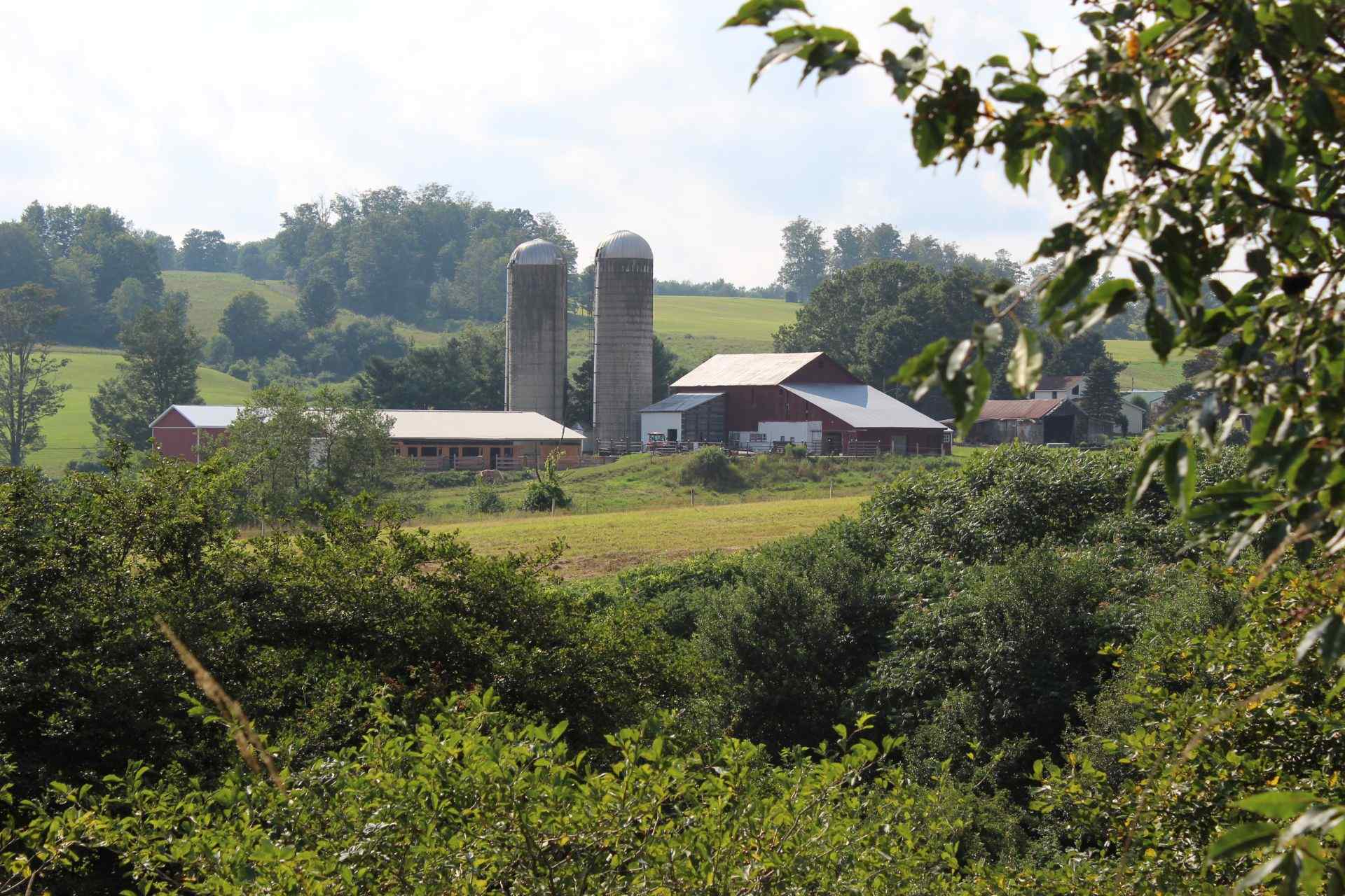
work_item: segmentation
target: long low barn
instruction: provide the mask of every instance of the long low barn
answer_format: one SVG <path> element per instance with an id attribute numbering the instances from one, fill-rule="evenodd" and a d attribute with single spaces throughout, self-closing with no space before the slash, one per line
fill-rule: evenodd
<path id="1" fill-rule="evenodd" d="M 238 404 L 174 404 L 149 429 L 167 457 L 200 459 L 203 437 L 219 437 L 242 412 Z M 430 467 L 495 467 L 500 461 L 533 466 L 560 449 L 577 459 L 584 434 L 535 411 L 381 411 L 391 419 L 397 454 L 425 461 Z"/>

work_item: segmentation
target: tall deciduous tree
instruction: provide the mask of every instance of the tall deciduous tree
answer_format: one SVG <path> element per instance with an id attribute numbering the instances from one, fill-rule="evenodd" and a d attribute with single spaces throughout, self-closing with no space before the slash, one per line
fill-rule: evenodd
<path id="1" fill-rule="evenodd" d="M 55 382 L 67 361 L 47 352 L 61 316 L 55 297 L 36 283 L 0 290 L 0 447 L 11 466 L 46 445 L 42 420 L 61 410 L 70 388 Z"/>
<path id="2" fill-rule="evenodd" d="M 219 332 L 229 337 L 234 357 L 270 355 L 270 308 L 253 292 L 238 293 L 219 316 Z"/>
<path id="3" fill-rule="evenodd" d="M 1116 382 L 1120 369 L 1122 365 L 1110 357 L 1093 359 L 1088 367 L 1088 386 L 1079 406 L 1089 419 L 1100 423 L 1120 422 L 1120 384 Z"/>
<path id="4" fill-rule="evenodd" d="M 161 309 L 141 309 L 121 330 L 125 356 L 117 373 L 89 399 L 100 442 L 149 443 L 149 423 L 171 404 L 199 404 L 196 367 L 202 340 L 187 322 L 186 293 L 169 293 Z"/>
<path id="5" fill-rule="evenodd" d="M 207 445 L 206 454 L 238 465 L 253 513 L 286 520 L 303 514 L 307 501 L 330 504 L 394 488 L 404 467 L 391 453 L 390 433 L 391 418 L 331 388 L 305 396 L 269 387 L 252 395 L 229 439 Z"/>
<path id="6" fill-rule="evenodd" d="M 299 292 L 299 313 L 309 326 L 327 326 L 336 320 L 339 298 L 325 277 L 315 277 Z"/>
<path id="7" fill-rule="evenodd" d="M 826 232 L 826 227 L 814 224 L 802 215 L 780 231 L 784 261 L 777 277 L 796 301 L 808 301 L 812 289 L 827 275 L 827 247 L 822 243 Z"/>
<path id="8" fill-rule="evenodd" d="M 182 238 L 178 263 L 183 270 L 225 271 L 231 267 L 233 250 L 218 230 L 196 230 L 192 227 Z"/>

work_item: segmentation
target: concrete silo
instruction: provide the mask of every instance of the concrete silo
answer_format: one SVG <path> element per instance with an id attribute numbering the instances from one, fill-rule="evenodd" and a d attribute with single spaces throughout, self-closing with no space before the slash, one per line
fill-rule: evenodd
<path id="1" fill-rule="evenodd" d="M 619 230 L 593 261 L 593 437 L 638 442 L 654 403 L 654 253 Z"/>
<path id="2" fill-rule="evenodd" d="M 504 408 L 565 418 L 565 255 L 533 239 L 508 258 Z"/>

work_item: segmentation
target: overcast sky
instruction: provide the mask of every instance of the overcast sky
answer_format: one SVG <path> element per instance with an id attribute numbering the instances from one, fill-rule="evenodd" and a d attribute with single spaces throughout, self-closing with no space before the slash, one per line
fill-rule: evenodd
<path id="1" fill-rule="evenodd" d="M 810 0 L 873 54 L 901 5 L 946 58 L 1068 48 L 1065 0 Z M 277 12 L 272 5 L 285 5 Z M 317 195 L 428 181 L 554 212 L 590 255 L 617 228 L 660 278 L 767 283 L 795 215 L 888 220 L 1018 258 L 1060 216 L 998 171 L 919 168 L 876 71 L 748 91 L 767 40 L 734 0 L 16 4 L 0 9 L 0 220 L 32 199 L 112 206 L 180 239 L 276 232 Z"/>

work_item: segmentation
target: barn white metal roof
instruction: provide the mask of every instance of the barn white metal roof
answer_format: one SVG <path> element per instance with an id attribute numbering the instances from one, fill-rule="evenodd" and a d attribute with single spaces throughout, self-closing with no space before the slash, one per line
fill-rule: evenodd
<path id="1" fill-rule="evenodd" d="M 561 247 L 546 239 L 530 239 L 519 243 L 508 257 L 510 265 L 564 265 Z"/>
<path id="2" fill-rule="evenodd" d="M 776 386 L 819 357 L 822 352 L 716 355 L 672 386 Z"/>
<path id="3" fill-rule="evenodd" d="M 947 429 L 939 420 L 863 383 L 785 383 L 781 388 L 859 430 Z"/>
<path id="4" fill-rule="evenodd" d="M 225 429 L 243 410 L 241 404 L 174 404 L 192 426 Z M 155 418 L 161 420 L 168 411 Z M 584 434 L 561 426 L 537 411 L 381 411 L 393 420 L 394 439 L 472 439 L 500 442 L 577 442 Z"/>
<path id="5" fill-rule="evenodd" d="M 537 411 L 383 411 L 394 439 L 578 442 L 584 434 Z"/>
<path id="6" fill-rule="evenodd" d="M 714 399 L 724 395 L 724 392 L 674 392 L 668 395 L 662 402 L 655 402 L 648 407 L 642 407 L 640 414 L 658 414 L 666 411 L 690 411 L 694 407 L 701 407 L 706 402 L 713 402 Z"/>
<path id="7" fill-rule="evenodd" d="M 167 411 L 156 416 L 149 426 L 159 426 L 159 420 L 168 416 L 172 411 L 178 411 L 192 426 L 222 430 L 234 422 L 241 410 L 243 410 L 242 404 L 172 404 Z"/>
<path id="8" fill-rule="evenodd" d="M 639 234 L 619 230 L 597 244 L 599 258 L 643 258 L 654 261 L 654 250 Z"/>

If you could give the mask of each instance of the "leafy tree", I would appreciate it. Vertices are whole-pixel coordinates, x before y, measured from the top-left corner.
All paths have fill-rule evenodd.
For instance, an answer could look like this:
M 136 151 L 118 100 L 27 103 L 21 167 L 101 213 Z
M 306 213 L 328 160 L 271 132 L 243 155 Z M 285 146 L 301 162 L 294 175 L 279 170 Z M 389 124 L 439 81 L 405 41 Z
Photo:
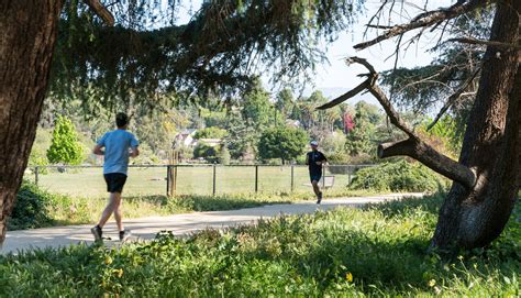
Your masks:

**TASK TO COMPLETE:** Print all of the data above verbatim, line for line, omitting the pictures.

**RESULT OF THE TASK:**
work_item: segmentation
target: long low barn
instruction: provide the mask of every instance of the long low barn
answer_format: one SVG <path> element per instance with an id attribute numbering the instances from one, fill-rule="evenodd" and a d attribute with single spaces throughout, self-closing with no space before the slash, one per line
fill-rule: evenodd
<path id="1" fill-rule="evenodd" d="M 238 404 L 174 404 L 149 429 L 167 457 L 200 459 L 203 437 L 219 437 L 242 412 Z M 430 467 L 495 467 L 500 461 L 533 466 L 560 449 L 577 459 L 584 434 L 535 411 L 381 411 L 391 419 L 397 454 L 425 461 Z"/>

work_item: segmentation
target: tall deciduous tree
instruction: provide the mask of every instance of the tall deciduous tree
answer_format: one SVG <path> element per instance with an id attribute numbering the instances from one, fill-rule="evenodd" and a d attribute with single spaces throughout, self-closing with no space before the slash, one per line
fill-rule: evenodd
<path id="1" fill-rule="evenodd" d="M 55 382 L 67 361 L 47 352 L 61 316 L 55 297 L 36 283 L 0 290 L 0 447 L 11 466 L 46 445 L 42 420 L 61 410 L 70 388 Z"/>
<path id="2" fill-rule="evenodd" d="M 219 332 L 229 337 L 234 357 L 270 355 L 270 308 L 253 292 L 238 293 L 219 316 Z"/>
<path id="3" fill-rule="evenodd" d="M 1116 382 L 1120 369 L 1122 365 L 1110 357 L 1093 359 L 1088 367 L 1088 386 L 1079 406 L 1089 419 L 1100 423 L 1120 422 L 1120 384 Z"/>
<path id="4" fill-rule="evenodd" d="M 161 309 L 141 309 L 121 330 L 125 356 L 117 373 L 89 399 L 100 442 L 149 443 L 149 423 L 171 404 L 199 404 L 196 367 L 202 340 L 187 322 L 186 293 L 169 293 Z"/>
<path id="5" fill-rule="evenodd" d="M 207 445 L 206 454 L 238 465 L 253 513 L 286 520 L 303 514 L 307 501 L 330 504 L 394 488 L 404 467 L 391 453 L 390 433 L 391 418 L 331 388 L 305 396 L 269 387 L 252 395 L 229 439 Z"/>
<path id="6" fill-rule="evenodd" d="M 299 292 L 299 313 L 309 326 L 327 326 L 336 320 L 339 298 L 325 277 L 315 277 Z"/>
<path id="7" fill-rule="evenodd" d="M 826 232 L 826 227 L 814 224 L 802 215 L 780 231 L 784 261 L 777 277 L 796 301 L 808 301 L 812 289 L 827 275 L 827 247 L 822 243 Z"/>
<path id="8" fill-rule="evenodd" d="M 182 238 L 178 263 L 183 270 L 225 271 L 231 267 L 233 250 L 218 230 L 196 230 L 192 227 Z"/>

work_item: segmentation
target: concrete silo
instruction: provide the mask of every instance of the concrete silo
answer_format: one SVG <path> element per instance with an id attribute numbering the instances from one, fill-rule="evenodd" and a d attribute with single spaces throughout, self-closing with no space before the slash, one per line
fill-rule: evenodd
<path id="1" fill-rule="evenodd" d="M 619 230 L 593 261 L 593 437 L 638 442 L 654 403 L 654 253 Z"/>
<path id="2" fill-rule="evenodd" d="M 504 408 L 565 418 L 565 255 L 533 239 L 508 258 Z"/>

work_item: segmentation
target: overcast sky
instruction: provide the mask of every instance of the overcast sky
answer_format: one SVG <path> element per instance with an id attribute numbering the instances from one, fill-rule="evenodd" and a d attribute with single spaces throughout, self-closing with no space before the slash, one per line
fill-rule: evenodd
<path id="1" fill-rule="evenodd" d="M 810 0 L 873 54 L 901 5 L 946 58 L 1068 48 L 1065 0 Z M 277 12 L 272 5 L 285 5 Z M 317 195 L 428 181 L 554 212 L 590 255 L 617 228 L 660 278 L 767 283 L 795 215 L 888 220 L 1018 258 L 1060 216 L 998 171 L 919 168 L 876 71 L 748 91 L 767 40 L 734 0 L 16 4 L 0 9 L 0 220 L 32 199 L 112 206 L 180 239 L 276 232 Z"/>

work_item: segmentation
target: barn white metal roof
instruction: provide the mask of every instance of the barn white metal roof
answer_format: one SVG <path> element per instance with an id attribute numbering the instances from one, fill-rule="evenodd" and a d attribute with single spaces throughout, self-closing with no space before the slash, one per line
fill-rule: evenodd
<path id="1" fill-rule="evenodd" d="M 561 247 L 546 239 L 530 239 L 519 243 L 508 257 L 510 265 L 564 265 Z"/>
<path id="2" fill-rule="evenodd" d="M 776 386 L 819 357 L 822 352 L 716 355 L 672 386 Z"/>
<path id="3" fill-rule="evenodd" d="M 947 429 L 939 420 L 863 383 L 785 383 L 781 388 L 859 430 Z"/>
<path id="4" fill-rule="evenodd" d="M 225 429 L 243 410 L 241 404 L 174 404 L 192 426 Z M 155 418 L 161 420 L 168 411 Z M 584 434 L 561 426 L 537 411 L 381 411 L 393 420 L 394 439 L 472 439 L 500 442 L 577 442 Z"/>
<path id="5" fill-rule="evenodd" d="M 537 411 L 383 411 L 394 439 L 578 442 L 584 434 Z"/>
<path id="6" fill-rule="evenodd" d="M 714 399 L 724 395 L 724 392 L 674 392 L 668 395 L 662 402 L 655 402 L 648 407 L 642 407 L 640 414 L 658 414 L 666 411 L 690 411 L 694 407 L 701 407 L 706 402 L 713 402 Z"/>
<path id="7" fill-rule="evenodd" d="M 167 411 L 156 416 L 149 426 L 159 426 L 159 420 L 168 416 L 172 411 L 178 411 L 192 426 L 222 430 L 234 422 L 241 410 L 243 410 L 242 404 L 172 404 Z"/>
<path id="8" fill-rule="evenodd" d="M 639 234 L 619 230 L 597 244 L 599 258 L 643 258 L 654 261 L 654 250 Z"/>

If you could give the mask of each instance of the "leafy tree", I would appreciate it. Vertices are whole-pixel coordinates, x before y, measured from the top-left corner.
All paths have fill-rule evenodd.
For instance, an answer could look like this:
M 136 151 L 118 100 L 27 103 L 21 167 L 101 213 Z
M 306 213 L 328 160 L 271 132 L 243 155 Z M 285 146 L 301 162 L 294 175 L 279 170 Z M 389 124 L 439 81 L 405 41 Z
Photo:
Your masks:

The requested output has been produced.